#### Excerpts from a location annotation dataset
☆ ☆ ☆

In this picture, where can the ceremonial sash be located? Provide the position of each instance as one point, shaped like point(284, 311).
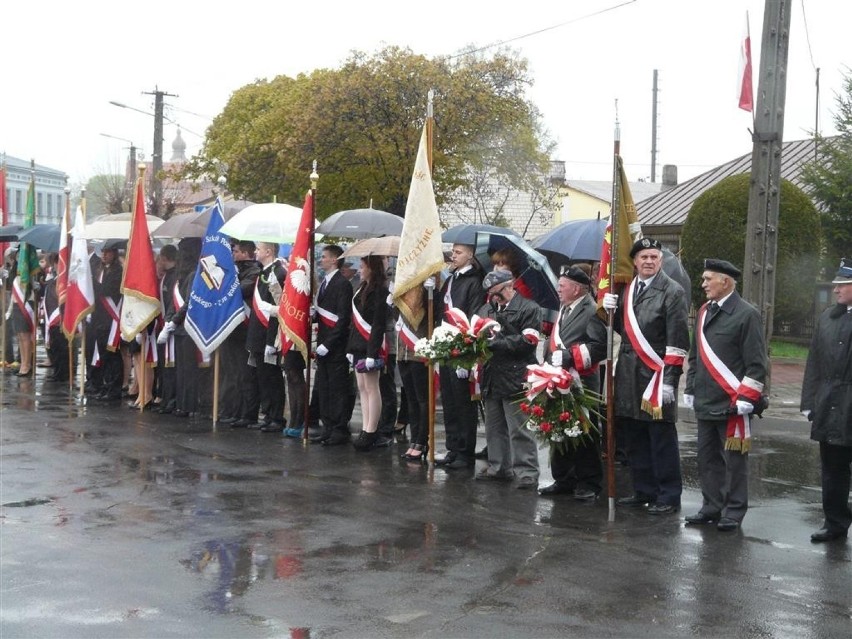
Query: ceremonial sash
point(21, 302)
point(738, 430)
point(113, 308)
point(652, 397)
point(262, 315)
point(365, 330)
point(327, 317)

☆ ☆ ☆

#### Your goal
Please transcribe all the records above word for word, leaving the pictures out of your answer.

#### Solution for this task
In this picture, where can the ceremonial sash be located? Provide the position of each instance as one point, shaped like point(284, 311).
Query: ceremonial sash
point(21, 302)
point(738, 430)
point(113, 308)
point(652, 397)
point(262, 315)
point(365, 330)
point(327, 317)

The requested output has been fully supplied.